■ Bloc de texte:
────────
Les enseignant·e·s de Chicago nous ont montré qu’il pouvait en être autrement. Faire une grève ne garantit pas forcément une victoire, bien entendu – l’Association internationale des machinistes en a fait l’expérience récemment après une grève de six mois dans les usines de Caterpillar. Mais subir n’offre qu’une seule garantie : celle d’une dégradation des conditions de travail et de salaire plus grande encore.
• En plus d’être mobilisés, les membres du syndicat doivent être organisés. Au cours des quelque 20 dernières années, le « modèle de mobilisation » du syndicalisme est devenu la norme pour les organisations syndicales progressistes. Organiser de grandes manifestations et construire des liens avec des associations et des groupes du mouvement social est devenu une tactique plutôt courante pour bon nombre de syndicats.
Mais il y a une différence entre envoyer à une manifestation des autocars remplis de travailleurs et de travailleuses arborant tous le même T-shirt et travailler constamment à la construction de l’organisation sur le lieu de travail et à l’extérieur. Le travail d’organisation mené par le CTU à l’interne avait pour but de faire en sorte que le syndicat soit une organisation réactive et efficace dans chaque école – et quand il s’est agi d’entrer en grève, ces efforts ont été payants
• Le syndicalisme de mouvement social joue un rôle fondamental, en particulier dans le secteur des services publics. Depuis la deuxième moitié des années 1990, les syndicats, auparavant isolés, sont plus enclins à s’engager avec des organisations communautaires ou confessionnelles et dans diverses luttes sociales. Le soutien du mouvement ouvrier au mouvement Occupy Wall Street, l’automne 2011, a constitué un nouveau progrès dans cette direction.
Le CTU est toutefois allé bien plus loin. Le groupe à la tête de ce syndicat, le Caucus of Rank-and-File Educators (CORE), s’est engagé dans la lutte contre la fermeture des écoles des années avant qu’il soit à la tête du CTU, et cette lutte se poursuit encore. La mobilisation, plus tôt dans l’année, contre la fermeture de 17 écoles a échoué, mais elle a permis au syndicat de renforcer son ancrage dans les structures communautaires (au sens de quartier) opposés à cette fermeture, lesquels ont soutenu le CTU quand il l’a fallu. Plus important encore, le CTU a pu expliquer sa vision alternative de l’enseignement public à Chicago dans un document intitulé The Schools Chicago’s Students Deserve (Les écoles que les élèves de Chicago méritent), où le CTU a exigé un financement intégral, des classes moins nombreuses et un programme de cours plus riche.
────────
■ Consignes:
A. Dressez la liste complète des exigences formulées par le CTU dans le document cité par l'extrait sur le syndicat enseignant de Chicago.
B. Résumez en deux phrases l'extrait sur le syndicat enseignant de Chicago.
────────
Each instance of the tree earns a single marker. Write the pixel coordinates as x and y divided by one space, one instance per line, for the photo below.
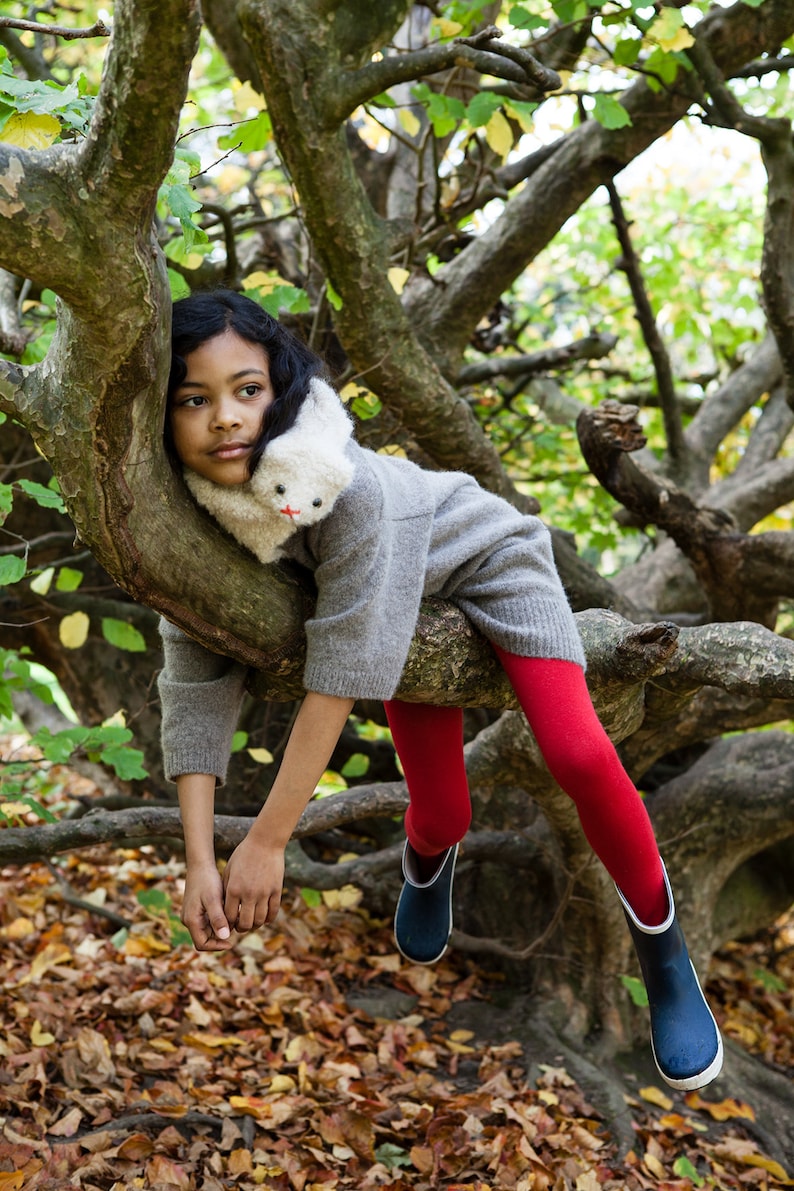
407 266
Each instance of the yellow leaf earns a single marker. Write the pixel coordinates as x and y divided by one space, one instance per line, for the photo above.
446 27
521 117
18 929
669 32
144 946
656 1096
398 279
245 98
347 898
770 1166
261 755
499 135
410 120
73 630
720 1110
51 955
264 281
212 1041
31 131
682 41
39 1036
652 1164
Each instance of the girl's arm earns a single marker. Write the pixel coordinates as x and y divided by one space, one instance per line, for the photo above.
254 877
202 904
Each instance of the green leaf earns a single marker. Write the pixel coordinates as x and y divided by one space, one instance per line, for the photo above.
36 806
626 51
6 500
12 569
636 990
249 136
68 580
156 900
58 747
610 112
393 1157
126 762
123 635
180 288
335 300
43 497
685 1170
482 107
356 766
239 740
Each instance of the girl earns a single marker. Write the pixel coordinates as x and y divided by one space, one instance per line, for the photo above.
266 446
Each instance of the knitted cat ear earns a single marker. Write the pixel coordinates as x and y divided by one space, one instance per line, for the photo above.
324 415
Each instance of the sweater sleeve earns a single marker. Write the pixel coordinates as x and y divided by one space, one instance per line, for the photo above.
200 693
369 579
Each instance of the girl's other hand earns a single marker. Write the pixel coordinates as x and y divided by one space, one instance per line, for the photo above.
202 909
252 881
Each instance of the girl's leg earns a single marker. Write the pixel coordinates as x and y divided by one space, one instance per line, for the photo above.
583 761
429 741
────────
■ Réponses par consigne:
A.
- un financement intégral
- des classes moins nombreuses
- un programme de cours plus riche

B. À partir de l'exemple des enseignant·e·s de Chicago, l'extrait affirme que subir ne garantit qu'une dégradation accrue des conditions de travail et de salaire, et que les membres d'un syndicat doivent être non seulement mobilisés mais aussi organisés. Il souligne le rôle fondamental du syndicalisme de mouvement social : le CTU a renforcé son ancrage dans les structures communautaires en luttant contre la fermeture d'écoles et a exposé sa vision de l'enseignement public dans The Schools Chicago's Students Deserve.